- Отрывок со страницы
Большинство вынужденных переселенцев, приехавших в столицу, — проукраински настроенные люди, бежавшие не только от ужасов войны, но и от холода непонимания. Есть и такие, кто запутался и мечется меж двух огней. Пророссийски же настроенные переселенцы бросают якорь в Днепропетровской, Харьковской, Запорожской и Одесской областях или едут в Россию.
— Я приехал месяц назад, из Краматорска, а сейчас вот пришел оформляться в центр занятости, — рассказывает 26-летний Григорий. — В Краматорске работал на фабрике грузчиком, в политику никогда не лез. Сейчас фабрика закрылась… Да не только фабрика — все вокруг остановилось. Воды в кранах нет, а как-то появилась — настолько черная, что пить невозможно, разве что пол ею пачкать. В магазинах купить ничего нельзя, полки пустые, дороги все перекрыты мешками, транспорт не ходит. Если таксист проедет по городу, то это уже событие. Раньше Краматорск кипел, а теперь вымер, будто смерч по нему прокатился.

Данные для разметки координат
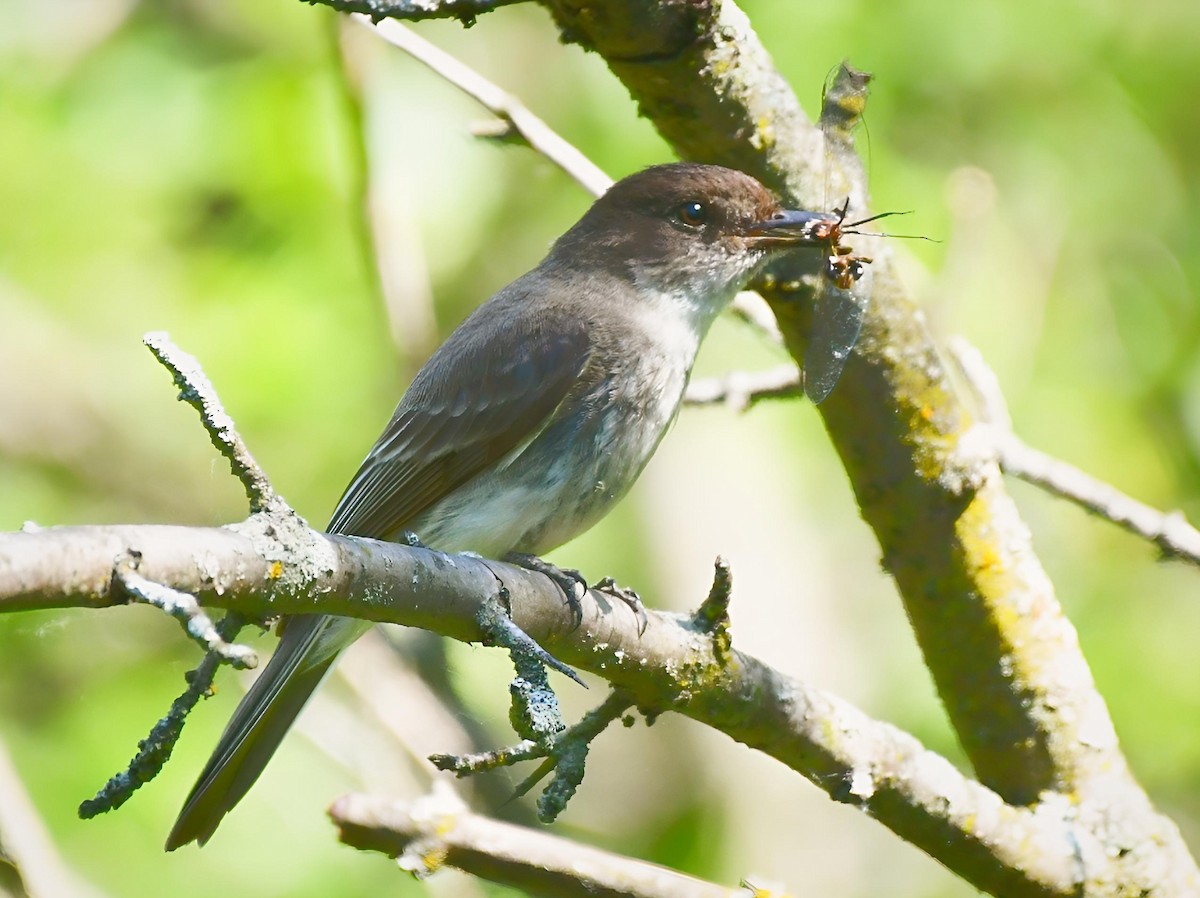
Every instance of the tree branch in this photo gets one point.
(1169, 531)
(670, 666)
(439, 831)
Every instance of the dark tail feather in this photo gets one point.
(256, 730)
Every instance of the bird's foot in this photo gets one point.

- Короткое задание 1
Выведите полностью отрывок о переселенцах, ничего в нем не меняя.
- Короткое задание 2
Замените во всем списке «photo» на «image» и приведите список целиком, оставив остальное без изменений. Картинки в ответ не включайте.
Список никак не связан с отрывком о переселенцах.

- Ответ на задание 1
Большинство вынужденных переселенцев, приехавших в столицу, — проукраински настроенные люди, бежавшие не только от ужасов войны, но и от холода непонимания. Есть и такие, кто запутался и мечется меж двух огней. Пророссийски же настроенные переселенцы бросают якорь в Днепропетровской, Харьковской, Запорожской и Одесской областях или едут в Россию.
— Я приехал месяц назад, из Краматорска, а сейчас вот пришел оформляться в центр занятости, — рассказывает 26-летний Григорий. — В Краматорске работал на фабрике грузчиком, в политику никогда не лез. Сейчас фабрика закрылась… Да не только фабрика — все вокруг остановилось. Воды в кранах нет, а как-то появилась — настолько черная, что пить невозможно, разве что пол ею пачкать. В магазинах купить ничего нельзя, полки пустые, дороги все перекрыты мешками, транспорт не ходит. Если таксист проедет по городу, то это уже событие. Раньше Краматорск кипел, а теперь вымер, будто смерч по нему прокатился.

- Ответ на задание 2
Every instance of the tree branch in this image gets one point.
(1169, 531)
(670, 666)
(439, 831)
Every instance of the dark tail feather in this image gets one point.
(256, 730)
Every instance of the bird's foot in this image gets one point.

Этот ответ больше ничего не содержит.